◆ WHAT YOU NEED TO DO: Count the lines in the records below that contain the string "woman", matching case exactly, and reply with the number alone.

◆ INFORMATION PROVIDED:
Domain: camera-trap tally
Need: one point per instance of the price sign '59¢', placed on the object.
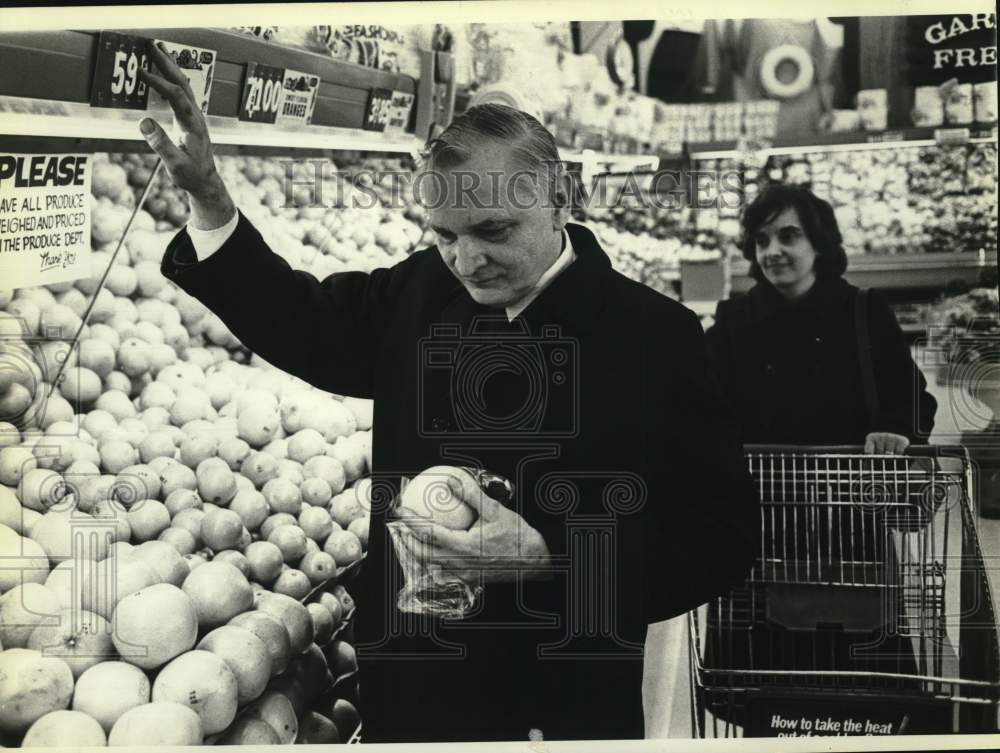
(262, 92)
(116, 74)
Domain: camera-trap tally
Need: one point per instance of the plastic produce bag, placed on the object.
(427, 588)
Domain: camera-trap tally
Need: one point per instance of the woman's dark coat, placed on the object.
(793, 373)
(625, 460)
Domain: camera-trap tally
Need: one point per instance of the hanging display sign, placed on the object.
(298, 98)
(958, 45)
(262, 93)
(45, 205)
(116, 81)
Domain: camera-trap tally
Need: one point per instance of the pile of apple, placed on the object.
(226, 493)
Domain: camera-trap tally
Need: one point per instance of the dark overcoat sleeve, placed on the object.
(711, 524)
(905, 405)
(324, 332)
(720, 352)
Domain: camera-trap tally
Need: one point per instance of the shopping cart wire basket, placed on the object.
(868, 610)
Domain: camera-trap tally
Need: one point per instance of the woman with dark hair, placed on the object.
(805, 357)
(808, 359)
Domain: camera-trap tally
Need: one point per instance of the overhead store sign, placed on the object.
(45, 207)
(298, 97)
(963, 46)
(262, 93)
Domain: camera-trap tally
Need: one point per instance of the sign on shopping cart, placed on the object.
(826, 716)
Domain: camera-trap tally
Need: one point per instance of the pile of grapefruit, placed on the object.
(175, 512)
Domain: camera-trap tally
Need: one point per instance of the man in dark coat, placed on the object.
(632, 502)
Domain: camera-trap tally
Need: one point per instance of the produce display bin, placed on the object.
(134, 210)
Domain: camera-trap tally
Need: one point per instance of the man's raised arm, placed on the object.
(323, 332)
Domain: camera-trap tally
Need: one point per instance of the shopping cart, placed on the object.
(868, 610)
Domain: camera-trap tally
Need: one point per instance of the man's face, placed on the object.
(496, 232)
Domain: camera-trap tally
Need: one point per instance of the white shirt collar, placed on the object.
(564, 260)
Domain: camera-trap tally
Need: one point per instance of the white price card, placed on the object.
(45, 207)
(399, 113)
(197, 64)
(298, 98)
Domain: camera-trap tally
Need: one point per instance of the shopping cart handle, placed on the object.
(798, 449)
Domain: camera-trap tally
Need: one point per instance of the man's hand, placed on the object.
(498, 547)
(190, 164)
(885, 443)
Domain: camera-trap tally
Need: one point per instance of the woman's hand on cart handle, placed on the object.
(190, 164)
(885, 443)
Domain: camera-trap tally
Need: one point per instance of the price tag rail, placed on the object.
(48, 94)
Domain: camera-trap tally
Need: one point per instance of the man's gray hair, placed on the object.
(531, 146)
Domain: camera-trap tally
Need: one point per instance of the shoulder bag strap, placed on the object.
(865, 356)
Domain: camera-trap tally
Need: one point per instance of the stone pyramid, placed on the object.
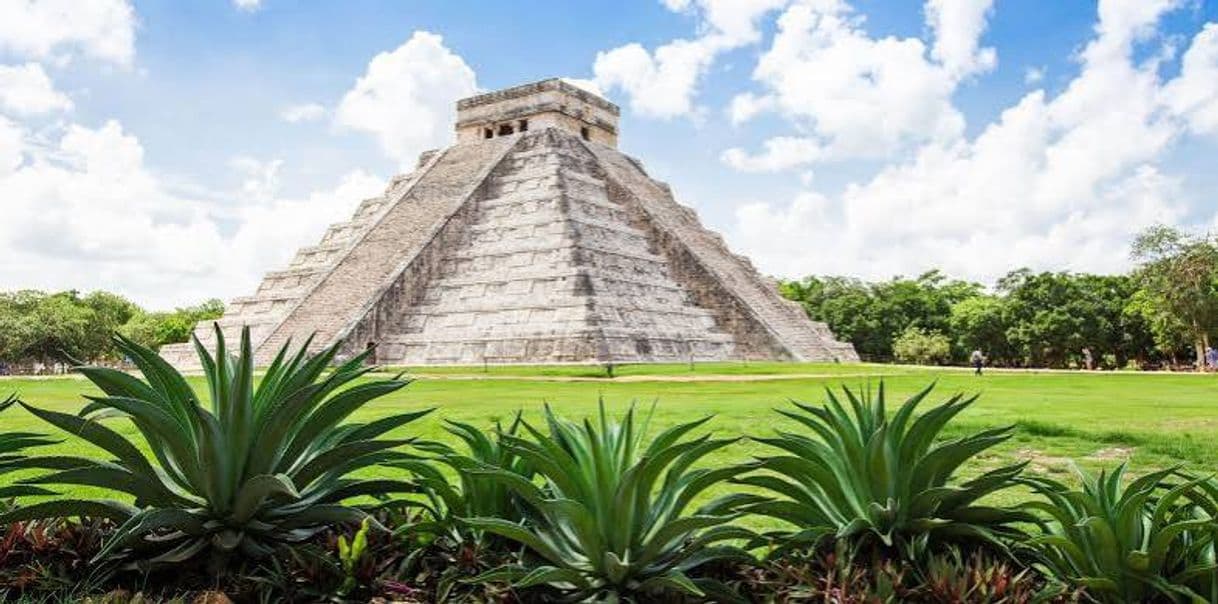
(531, 240)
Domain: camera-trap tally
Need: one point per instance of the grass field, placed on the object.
(1094, 419)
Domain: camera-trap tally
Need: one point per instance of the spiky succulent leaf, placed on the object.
(1152, 538)
(266, 462)
(610, 514)
(858, 474)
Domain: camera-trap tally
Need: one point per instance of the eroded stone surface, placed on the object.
(537, 246)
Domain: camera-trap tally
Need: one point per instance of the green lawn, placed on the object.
(1094, 419)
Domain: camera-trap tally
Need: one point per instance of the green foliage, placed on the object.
(979, 324)
(266, 464)
(38, 326)
(922, 347)
(1154, 537)
(887, 482)
(1179, 273)
(158, 329)
(1051, 317)
(473, 496)
(871, 316)
(350, 554)
(1033, 319)
(609, 518)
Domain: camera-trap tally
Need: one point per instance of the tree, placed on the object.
(871, 316)
(922, 347)
(1179, 273)
(158, 329)
(979, 324)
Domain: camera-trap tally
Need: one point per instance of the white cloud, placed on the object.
(957, 27)
(407, 98)
(247, 5)
(85, 212)
(57, 29)
(27, 90)
(664, 83)
(1055, 183)
(855, 96)
(303, 112)
(781, 152)
(1033, 76)
(1194, 94)
(11, 146)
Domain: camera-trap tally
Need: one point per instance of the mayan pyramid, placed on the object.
(531, 240)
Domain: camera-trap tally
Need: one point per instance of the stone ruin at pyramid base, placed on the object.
(531, 240)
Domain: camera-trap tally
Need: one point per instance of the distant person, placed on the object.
(978, 361)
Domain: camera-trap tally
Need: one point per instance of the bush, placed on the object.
(1152, 538)
(609, 519)
(921, 347)
(264, 465)
(886, 482)
(474, 496)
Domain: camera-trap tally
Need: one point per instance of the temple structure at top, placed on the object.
(530, 240)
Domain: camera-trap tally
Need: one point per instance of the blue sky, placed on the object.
(176, 151)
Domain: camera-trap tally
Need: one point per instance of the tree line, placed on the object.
(1161, 313)
(39, 330)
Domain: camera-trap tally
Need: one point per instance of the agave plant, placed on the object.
(609, 519)
(864, 476)
(263, 464)
(1151, 538)
(12, 448)
(474, 496)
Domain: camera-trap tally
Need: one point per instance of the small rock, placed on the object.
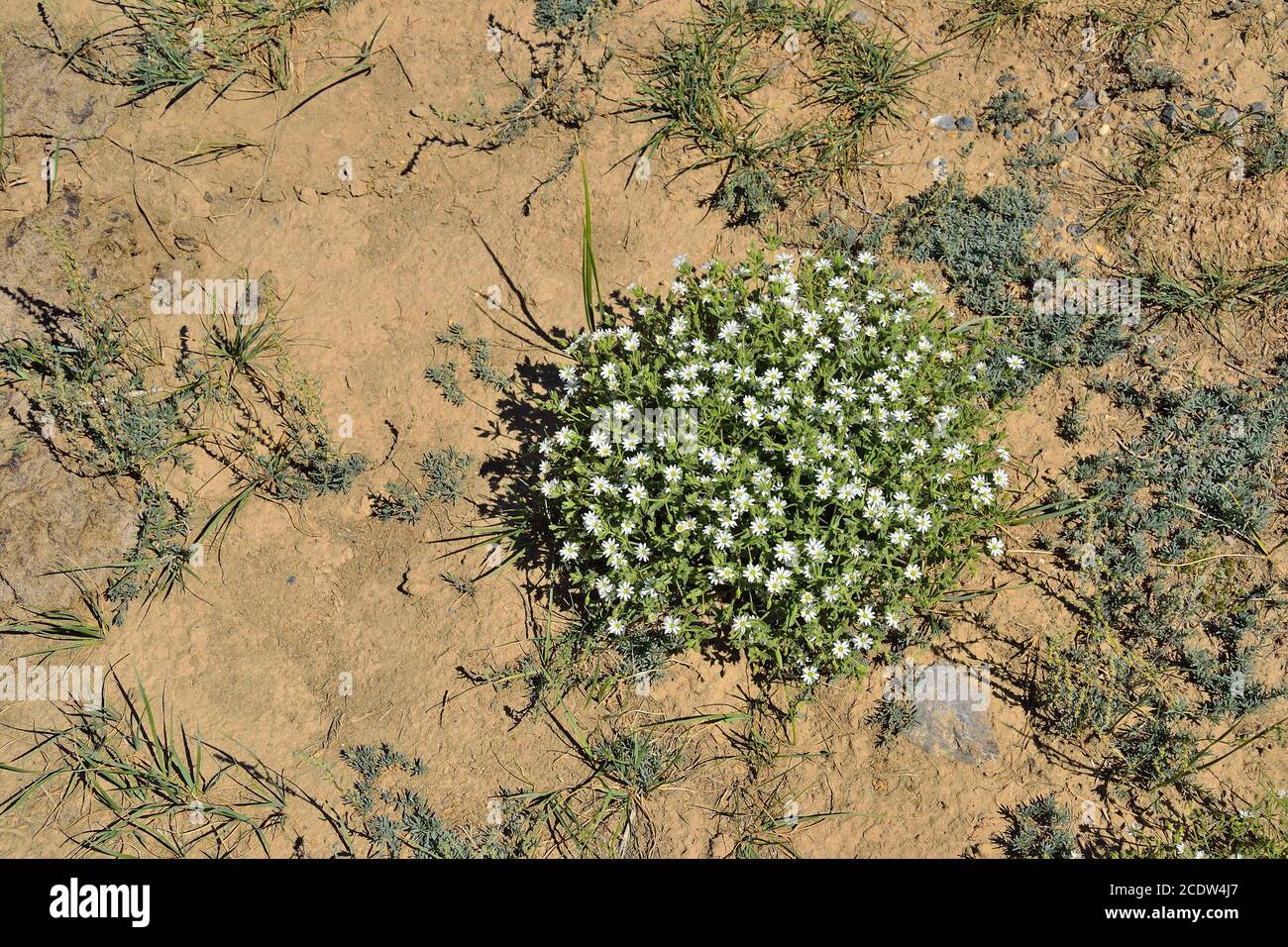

◆ COMPLETED TASK: 3